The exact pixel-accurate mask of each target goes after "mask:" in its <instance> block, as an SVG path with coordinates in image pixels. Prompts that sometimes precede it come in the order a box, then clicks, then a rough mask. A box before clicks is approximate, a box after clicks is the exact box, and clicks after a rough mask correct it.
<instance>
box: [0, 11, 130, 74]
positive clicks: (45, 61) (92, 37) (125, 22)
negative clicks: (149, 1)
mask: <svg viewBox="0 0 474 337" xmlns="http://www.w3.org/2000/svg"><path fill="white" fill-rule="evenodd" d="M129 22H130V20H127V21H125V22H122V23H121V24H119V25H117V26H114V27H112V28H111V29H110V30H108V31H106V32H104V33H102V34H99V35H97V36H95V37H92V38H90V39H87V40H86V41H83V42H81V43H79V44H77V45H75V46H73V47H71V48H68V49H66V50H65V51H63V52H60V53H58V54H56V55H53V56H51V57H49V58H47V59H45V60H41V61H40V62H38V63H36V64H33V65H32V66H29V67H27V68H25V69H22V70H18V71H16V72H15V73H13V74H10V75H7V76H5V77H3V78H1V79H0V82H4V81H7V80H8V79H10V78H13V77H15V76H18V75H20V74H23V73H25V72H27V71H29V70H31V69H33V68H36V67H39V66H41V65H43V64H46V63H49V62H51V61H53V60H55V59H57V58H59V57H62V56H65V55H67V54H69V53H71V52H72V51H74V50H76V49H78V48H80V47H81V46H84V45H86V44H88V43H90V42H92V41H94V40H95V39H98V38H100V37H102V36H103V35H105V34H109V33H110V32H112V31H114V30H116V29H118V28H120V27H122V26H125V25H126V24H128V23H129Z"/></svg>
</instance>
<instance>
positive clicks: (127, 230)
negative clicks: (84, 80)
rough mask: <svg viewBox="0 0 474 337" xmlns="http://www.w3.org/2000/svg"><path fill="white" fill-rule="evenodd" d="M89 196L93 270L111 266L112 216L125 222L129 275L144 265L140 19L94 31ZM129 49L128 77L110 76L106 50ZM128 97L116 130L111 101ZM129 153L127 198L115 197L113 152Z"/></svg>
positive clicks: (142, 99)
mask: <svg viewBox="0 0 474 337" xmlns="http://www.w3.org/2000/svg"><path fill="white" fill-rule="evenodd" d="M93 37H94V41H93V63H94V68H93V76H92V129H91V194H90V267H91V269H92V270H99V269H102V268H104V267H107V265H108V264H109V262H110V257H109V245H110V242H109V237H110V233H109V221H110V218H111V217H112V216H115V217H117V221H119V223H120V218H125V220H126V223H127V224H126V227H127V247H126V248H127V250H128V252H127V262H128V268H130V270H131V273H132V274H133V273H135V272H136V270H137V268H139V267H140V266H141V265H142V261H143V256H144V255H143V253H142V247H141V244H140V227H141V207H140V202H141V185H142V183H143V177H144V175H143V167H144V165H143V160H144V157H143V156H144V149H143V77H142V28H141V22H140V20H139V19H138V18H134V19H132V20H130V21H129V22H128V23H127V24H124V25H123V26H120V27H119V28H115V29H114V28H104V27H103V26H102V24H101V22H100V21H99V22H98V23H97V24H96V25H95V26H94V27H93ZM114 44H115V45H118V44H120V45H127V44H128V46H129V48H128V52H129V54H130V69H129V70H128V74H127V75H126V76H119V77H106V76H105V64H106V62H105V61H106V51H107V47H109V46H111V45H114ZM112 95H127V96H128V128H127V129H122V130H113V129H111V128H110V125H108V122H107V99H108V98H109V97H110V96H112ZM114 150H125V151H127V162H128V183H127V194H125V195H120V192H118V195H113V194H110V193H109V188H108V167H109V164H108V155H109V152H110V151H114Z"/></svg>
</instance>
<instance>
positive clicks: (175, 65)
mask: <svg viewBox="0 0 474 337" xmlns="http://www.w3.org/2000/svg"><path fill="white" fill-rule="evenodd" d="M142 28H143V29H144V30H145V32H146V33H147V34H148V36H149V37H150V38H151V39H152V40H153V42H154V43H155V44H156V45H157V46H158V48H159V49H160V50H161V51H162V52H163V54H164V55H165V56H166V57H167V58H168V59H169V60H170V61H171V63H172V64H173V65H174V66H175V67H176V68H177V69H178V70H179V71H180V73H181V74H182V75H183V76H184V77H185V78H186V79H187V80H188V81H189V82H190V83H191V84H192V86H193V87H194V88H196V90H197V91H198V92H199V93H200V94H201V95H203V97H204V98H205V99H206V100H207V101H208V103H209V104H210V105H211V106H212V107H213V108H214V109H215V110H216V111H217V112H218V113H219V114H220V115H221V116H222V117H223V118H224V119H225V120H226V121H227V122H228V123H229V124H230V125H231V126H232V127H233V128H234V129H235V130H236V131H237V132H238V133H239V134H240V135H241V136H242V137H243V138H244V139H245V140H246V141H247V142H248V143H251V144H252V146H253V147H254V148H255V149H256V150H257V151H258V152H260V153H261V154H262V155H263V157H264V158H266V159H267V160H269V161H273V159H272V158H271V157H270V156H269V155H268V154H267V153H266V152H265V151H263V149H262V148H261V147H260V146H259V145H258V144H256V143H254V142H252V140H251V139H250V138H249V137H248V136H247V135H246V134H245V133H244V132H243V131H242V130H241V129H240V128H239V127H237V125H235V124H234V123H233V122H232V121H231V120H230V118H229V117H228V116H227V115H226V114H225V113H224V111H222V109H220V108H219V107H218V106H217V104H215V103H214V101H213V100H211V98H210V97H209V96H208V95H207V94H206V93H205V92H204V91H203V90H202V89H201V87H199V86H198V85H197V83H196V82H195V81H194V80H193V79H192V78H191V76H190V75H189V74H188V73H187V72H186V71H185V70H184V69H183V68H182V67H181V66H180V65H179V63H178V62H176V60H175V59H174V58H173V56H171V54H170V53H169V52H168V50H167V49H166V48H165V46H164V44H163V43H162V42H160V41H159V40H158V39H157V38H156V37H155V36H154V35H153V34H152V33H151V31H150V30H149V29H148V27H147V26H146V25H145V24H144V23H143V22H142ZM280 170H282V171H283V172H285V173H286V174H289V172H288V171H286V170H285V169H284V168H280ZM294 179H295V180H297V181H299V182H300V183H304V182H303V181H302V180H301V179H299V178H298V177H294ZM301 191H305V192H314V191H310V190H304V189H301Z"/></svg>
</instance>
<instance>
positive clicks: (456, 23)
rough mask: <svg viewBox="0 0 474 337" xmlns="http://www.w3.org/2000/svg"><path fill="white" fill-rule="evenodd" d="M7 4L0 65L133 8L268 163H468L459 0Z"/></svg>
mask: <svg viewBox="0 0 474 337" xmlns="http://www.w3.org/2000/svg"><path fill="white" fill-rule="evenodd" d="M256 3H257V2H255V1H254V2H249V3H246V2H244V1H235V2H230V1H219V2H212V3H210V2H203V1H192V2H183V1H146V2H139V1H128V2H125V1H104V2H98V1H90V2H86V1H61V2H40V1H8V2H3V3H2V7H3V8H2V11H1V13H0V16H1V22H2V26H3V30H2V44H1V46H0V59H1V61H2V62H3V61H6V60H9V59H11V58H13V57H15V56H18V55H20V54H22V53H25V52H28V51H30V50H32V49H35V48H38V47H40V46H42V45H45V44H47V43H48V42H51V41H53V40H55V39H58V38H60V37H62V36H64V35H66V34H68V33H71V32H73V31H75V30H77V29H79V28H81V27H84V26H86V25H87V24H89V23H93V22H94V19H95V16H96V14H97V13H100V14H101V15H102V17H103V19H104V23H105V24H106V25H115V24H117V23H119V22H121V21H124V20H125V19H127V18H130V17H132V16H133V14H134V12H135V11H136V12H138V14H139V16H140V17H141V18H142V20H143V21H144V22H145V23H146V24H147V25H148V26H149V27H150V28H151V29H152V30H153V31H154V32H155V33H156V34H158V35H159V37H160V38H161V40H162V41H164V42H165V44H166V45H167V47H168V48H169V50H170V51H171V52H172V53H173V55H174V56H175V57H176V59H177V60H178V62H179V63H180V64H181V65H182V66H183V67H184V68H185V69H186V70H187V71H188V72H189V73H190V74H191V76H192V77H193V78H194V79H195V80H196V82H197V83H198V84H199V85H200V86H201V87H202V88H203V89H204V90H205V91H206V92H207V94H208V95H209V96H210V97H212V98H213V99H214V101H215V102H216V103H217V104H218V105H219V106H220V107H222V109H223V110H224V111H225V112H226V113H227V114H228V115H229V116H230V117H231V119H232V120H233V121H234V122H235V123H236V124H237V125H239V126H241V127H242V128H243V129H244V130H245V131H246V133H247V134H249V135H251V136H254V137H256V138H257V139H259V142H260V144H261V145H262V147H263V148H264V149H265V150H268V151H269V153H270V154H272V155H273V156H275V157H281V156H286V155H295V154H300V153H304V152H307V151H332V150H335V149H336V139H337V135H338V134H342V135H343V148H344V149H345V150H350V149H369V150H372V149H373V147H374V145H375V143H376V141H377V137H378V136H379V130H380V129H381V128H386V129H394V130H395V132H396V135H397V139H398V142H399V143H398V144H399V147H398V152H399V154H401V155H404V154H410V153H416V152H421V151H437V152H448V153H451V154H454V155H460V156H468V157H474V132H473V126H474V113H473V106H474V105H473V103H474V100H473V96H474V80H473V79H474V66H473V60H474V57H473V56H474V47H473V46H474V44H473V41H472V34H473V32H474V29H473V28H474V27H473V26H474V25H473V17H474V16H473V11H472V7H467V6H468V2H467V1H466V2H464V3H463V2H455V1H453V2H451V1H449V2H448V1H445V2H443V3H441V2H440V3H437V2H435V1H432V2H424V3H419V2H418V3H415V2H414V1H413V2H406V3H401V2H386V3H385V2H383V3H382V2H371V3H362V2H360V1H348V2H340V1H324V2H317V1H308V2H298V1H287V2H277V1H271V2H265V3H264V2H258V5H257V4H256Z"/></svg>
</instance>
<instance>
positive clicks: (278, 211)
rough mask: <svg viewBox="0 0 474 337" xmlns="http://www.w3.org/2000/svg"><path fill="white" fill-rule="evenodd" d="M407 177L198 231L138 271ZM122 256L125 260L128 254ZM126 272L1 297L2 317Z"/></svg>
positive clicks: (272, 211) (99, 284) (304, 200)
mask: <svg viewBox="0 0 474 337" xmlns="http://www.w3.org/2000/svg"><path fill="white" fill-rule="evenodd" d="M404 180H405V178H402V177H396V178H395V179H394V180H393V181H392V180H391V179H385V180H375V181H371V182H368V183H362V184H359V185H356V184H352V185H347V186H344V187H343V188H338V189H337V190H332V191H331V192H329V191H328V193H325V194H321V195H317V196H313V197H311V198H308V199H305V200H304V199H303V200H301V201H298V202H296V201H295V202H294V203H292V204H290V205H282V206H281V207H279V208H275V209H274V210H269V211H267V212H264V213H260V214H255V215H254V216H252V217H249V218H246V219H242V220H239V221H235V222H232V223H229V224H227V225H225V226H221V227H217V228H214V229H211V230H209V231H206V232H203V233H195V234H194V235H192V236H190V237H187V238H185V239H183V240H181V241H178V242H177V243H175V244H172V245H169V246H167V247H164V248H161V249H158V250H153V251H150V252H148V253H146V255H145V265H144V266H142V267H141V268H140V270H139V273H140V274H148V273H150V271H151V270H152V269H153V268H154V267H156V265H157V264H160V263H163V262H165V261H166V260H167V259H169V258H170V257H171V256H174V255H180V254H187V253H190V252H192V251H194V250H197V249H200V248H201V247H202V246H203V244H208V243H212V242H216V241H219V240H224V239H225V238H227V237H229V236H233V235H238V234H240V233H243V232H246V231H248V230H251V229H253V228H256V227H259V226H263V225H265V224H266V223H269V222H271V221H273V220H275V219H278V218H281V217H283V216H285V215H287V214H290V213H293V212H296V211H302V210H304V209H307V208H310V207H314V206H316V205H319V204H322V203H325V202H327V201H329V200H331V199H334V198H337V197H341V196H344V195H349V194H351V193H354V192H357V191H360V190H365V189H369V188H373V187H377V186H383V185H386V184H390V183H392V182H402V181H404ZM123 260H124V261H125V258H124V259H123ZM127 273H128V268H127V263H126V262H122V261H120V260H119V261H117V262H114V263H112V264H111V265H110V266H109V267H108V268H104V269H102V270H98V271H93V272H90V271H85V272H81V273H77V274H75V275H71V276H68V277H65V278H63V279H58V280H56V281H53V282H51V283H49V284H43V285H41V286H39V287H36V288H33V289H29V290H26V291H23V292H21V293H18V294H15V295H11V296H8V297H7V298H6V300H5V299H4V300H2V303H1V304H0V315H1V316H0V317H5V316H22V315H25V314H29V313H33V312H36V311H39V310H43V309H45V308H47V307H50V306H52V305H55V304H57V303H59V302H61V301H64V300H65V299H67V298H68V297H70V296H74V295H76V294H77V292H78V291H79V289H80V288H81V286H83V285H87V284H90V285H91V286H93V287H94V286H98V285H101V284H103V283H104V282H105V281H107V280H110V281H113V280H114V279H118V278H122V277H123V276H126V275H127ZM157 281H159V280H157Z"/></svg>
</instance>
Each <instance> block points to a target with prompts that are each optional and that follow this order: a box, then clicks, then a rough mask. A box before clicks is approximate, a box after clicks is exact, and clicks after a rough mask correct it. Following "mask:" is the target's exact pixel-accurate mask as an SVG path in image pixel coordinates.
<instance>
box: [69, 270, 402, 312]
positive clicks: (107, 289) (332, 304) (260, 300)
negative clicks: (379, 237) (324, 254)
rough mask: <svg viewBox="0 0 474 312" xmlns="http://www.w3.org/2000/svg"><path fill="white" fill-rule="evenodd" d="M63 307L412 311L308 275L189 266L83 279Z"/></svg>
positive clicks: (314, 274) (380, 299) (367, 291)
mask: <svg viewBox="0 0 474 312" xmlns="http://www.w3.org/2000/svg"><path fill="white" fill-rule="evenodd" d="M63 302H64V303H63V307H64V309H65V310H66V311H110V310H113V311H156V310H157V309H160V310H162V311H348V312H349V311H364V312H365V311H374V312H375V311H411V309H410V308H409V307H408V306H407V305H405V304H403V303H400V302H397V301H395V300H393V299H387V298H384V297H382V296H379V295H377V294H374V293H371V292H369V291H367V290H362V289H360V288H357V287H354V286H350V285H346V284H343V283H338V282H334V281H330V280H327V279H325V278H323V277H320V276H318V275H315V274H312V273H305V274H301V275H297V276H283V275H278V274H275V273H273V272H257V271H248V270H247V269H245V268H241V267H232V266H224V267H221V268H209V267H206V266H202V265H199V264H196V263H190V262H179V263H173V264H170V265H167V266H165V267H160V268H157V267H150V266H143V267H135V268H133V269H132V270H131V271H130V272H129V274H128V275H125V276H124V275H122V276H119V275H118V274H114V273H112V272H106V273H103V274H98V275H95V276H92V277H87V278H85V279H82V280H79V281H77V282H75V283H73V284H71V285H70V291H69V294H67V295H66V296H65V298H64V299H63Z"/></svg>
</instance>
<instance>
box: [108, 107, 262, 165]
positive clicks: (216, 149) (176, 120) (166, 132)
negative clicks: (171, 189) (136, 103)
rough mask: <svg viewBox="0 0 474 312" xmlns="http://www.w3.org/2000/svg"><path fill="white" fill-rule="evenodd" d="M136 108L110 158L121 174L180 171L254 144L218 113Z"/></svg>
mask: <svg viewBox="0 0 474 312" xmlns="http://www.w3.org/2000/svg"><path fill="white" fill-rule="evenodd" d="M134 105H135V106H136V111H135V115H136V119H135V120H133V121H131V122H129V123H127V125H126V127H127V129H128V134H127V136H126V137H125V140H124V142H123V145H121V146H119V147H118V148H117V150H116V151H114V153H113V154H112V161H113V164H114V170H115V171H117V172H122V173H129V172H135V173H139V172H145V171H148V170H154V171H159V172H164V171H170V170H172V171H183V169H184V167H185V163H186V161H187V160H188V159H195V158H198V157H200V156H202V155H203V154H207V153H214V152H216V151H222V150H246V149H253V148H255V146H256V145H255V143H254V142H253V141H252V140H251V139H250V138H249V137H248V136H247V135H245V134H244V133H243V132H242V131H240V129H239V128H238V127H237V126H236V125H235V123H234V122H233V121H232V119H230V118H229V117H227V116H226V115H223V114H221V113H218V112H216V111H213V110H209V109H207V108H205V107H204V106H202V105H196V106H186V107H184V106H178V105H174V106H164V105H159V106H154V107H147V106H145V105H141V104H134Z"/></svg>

###

• REQUIRED WORK: Repeat, word for word, the lines above between the line holding "negative clicks: (84, 80)" and the line holding "196L93 270L111 266L112", inclusive; omit everything else.

• SOLUTION BELOW:
negative clicks: (84, 80)
rough mask: <svg viewBox="0 0 474 337" xmlns="http://www.w3.org/2000/svg"><path fill="white" fill-rule="evenodd" d="M89 196L93 270L111 266L112 216L125 222L129 275L144 265L140 19L94 31ZM129 49L128 77L110 76L106 50ZM128 97L116 130L111 101ZM129 153L127 198L115 197L113 152Z"/></svg>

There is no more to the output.